» **Comprueba tu comprensión**:
1. En el fragmento sobre el cambio climático, ¿a raíz de qué acontecimiento se acuñó la teoría del cisne negro?
2. Escribe una continuación del fragmento sobre el cambio climático a partir de su última oración.

De estas intensas jornadas podemos concluir que:
Los impactos impredecibles de algo inesperado que, de haber estado atentos, se pudieron evitar resumen la teoría del cisne negro acuñada a raíz de la crisis financiera del 2008. Actualmente existe una variación a esa teoría: “el cisne verde” que se aplica al cambio climático cuyos efectos ya vivimos y que agravados por el COVID-19 y la crisis Rusia-Ucrania amenazan en convertirse en la tormenta perfecta sobre nuestro planeta con consecuencias aún inimaginables pero ninguna amigable, poniendo en riesgo la salud humana y de los ecosistemas que habitamos porque una de las principales enseñanzas que nos trajo LA COVID-19 es que el vínculo de la salud y el cuidado del ambiente es indesligable; y al hablar de salud debemos integrar en el análisis la alimentación como un acto ético y político desde el productor en el campo hasta el consumidor final, también al uso sostenible de los ecosistemas como las grandes barreras y despensas de nuestro bienestar y al derecho a vivir en ciudades limpias, verdes, humanas donde las familias puedan desarrollar todo su potencial como motores de la sociedad.

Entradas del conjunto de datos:
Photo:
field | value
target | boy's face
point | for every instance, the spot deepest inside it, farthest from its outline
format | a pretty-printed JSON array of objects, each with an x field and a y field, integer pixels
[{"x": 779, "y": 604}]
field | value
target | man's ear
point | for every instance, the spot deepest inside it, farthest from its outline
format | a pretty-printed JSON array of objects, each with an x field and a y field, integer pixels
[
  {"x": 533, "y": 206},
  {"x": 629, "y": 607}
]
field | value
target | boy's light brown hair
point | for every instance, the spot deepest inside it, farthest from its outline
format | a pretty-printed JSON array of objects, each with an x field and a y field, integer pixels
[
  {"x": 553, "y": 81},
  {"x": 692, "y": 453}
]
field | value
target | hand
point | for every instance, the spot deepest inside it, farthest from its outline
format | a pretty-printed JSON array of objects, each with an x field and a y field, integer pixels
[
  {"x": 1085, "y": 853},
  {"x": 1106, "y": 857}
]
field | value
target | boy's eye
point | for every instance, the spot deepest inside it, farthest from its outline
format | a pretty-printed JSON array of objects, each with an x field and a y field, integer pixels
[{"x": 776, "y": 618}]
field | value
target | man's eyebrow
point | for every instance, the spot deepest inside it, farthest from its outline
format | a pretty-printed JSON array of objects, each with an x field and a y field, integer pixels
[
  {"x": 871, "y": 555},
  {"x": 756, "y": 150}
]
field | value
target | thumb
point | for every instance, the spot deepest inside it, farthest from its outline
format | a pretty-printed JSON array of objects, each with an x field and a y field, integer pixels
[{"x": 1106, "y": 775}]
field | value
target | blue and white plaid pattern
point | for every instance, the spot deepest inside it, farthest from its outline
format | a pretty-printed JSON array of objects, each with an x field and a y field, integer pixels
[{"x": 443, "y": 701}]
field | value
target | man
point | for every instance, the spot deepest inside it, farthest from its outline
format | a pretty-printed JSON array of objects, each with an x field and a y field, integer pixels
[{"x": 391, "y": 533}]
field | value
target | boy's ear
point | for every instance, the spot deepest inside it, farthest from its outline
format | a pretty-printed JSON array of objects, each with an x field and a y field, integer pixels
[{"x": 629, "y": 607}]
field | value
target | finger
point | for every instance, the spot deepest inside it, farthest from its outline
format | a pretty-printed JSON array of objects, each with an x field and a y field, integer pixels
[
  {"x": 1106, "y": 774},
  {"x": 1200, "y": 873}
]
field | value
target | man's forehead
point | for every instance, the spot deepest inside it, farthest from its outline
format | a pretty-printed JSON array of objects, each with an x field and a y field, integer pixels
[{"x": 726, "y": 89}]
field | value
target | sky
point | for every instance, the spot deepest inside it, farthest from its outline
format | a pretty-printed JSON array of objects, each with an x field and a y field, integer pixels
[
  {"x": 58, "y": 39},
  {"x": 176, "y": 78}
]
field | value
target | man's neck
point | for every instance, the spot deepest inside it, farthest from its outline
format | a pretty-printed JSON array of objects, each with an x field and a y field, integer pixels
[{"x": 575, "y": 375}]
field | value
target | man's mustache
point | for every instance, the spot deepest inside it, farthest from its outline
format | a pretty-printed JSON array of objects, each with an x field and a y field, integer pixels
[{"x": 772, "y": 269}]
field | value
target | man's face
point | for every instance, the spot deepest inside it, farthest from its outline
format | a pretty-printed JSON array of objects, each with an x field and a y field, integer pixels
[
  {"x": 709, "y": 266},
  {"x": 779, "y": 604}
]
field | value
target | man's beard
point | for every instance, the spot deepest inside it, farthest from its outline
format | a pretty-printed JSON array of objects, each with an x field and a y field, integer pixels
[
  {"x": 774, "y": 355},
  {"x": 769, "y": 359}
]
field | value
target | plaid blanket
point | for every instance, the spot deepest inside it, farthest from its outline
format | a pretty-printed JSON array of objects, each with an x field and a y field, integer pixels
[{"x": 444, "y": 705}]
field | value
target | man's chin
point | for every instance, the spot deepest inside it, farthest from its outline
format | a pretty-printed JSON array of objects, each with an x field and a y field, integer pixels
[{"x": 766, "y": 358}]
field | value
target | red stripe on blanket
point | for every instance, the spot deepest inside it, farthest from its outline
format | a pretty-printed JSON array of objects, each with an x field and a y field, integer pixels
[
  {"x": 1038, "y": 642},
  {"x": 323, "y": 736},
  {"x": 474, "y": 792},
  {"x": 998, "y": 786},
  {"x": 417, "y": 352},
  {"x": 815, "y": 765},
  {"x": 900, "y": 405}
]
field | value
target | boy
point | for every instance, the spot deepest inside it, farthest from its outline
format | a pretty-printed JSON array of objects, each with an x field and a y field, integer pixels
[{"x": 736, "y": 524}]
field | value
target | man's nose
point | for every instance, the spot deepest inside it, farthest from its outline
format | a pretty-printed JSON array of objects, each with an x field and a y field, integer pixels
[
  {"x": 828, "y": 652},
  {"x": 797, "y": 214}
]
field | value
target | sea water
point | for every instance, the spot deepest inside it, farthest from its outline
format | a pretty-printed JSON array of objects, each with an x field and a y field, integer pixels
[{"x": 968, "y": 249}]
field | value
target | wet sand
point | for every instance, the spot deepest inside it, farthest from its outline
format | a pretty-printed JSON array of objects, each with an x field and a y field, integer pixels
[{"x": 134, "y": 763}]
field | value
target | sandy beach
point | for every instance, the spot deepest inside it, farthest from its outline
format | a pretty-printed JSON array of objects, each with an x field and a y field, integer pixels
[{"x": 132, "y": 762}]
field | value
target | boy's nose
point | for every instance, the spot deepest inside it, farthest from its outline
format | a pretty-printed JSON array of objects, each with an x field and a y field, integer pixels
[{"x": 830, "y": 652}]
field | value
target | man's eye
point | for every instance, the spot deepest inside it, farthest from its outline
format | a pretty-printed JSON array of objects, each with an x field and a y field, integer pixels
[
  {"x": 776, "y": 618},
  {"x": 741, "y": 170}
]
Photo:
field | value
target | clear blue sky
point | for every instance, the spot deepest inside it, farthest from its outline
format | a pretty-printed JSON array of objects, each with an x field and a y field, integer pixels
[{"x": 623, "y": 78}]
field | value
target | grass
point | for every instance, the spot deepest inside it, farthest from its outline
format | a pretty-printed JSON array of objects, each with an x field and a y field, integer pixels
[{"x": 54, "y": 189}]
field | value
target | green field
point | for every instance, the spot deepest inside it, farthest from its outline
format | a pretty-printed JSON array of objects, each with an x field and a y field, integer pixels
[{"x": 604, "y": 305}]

» **Respuestas por tarea**:
1. A raíz de la crisis financiera del 2008.

2.
El panorama es sombrío; sin embargo, aún existe una ventana de oportunidad para poder adaptarnos a los impactos inevitables y mitigar la fuerza de cambio climático pero para eso es necesario que desde la política se haga conciencia de los riesgos y consecuencias de los modelos no adaptados y plantear, desde adentro de los mismos partidos políticos, el cambio climático como trasversal a todas las propuestas a exponer a la ciudadanía y a sus propios miembros para que así, en democracia, se pueda para dar el salto necesario en políticas públicas implementadas que tengan a la ciencia y sus múltiples respuestas como guía y a la vida en sus formas humana, animal y vegetal como objetivo.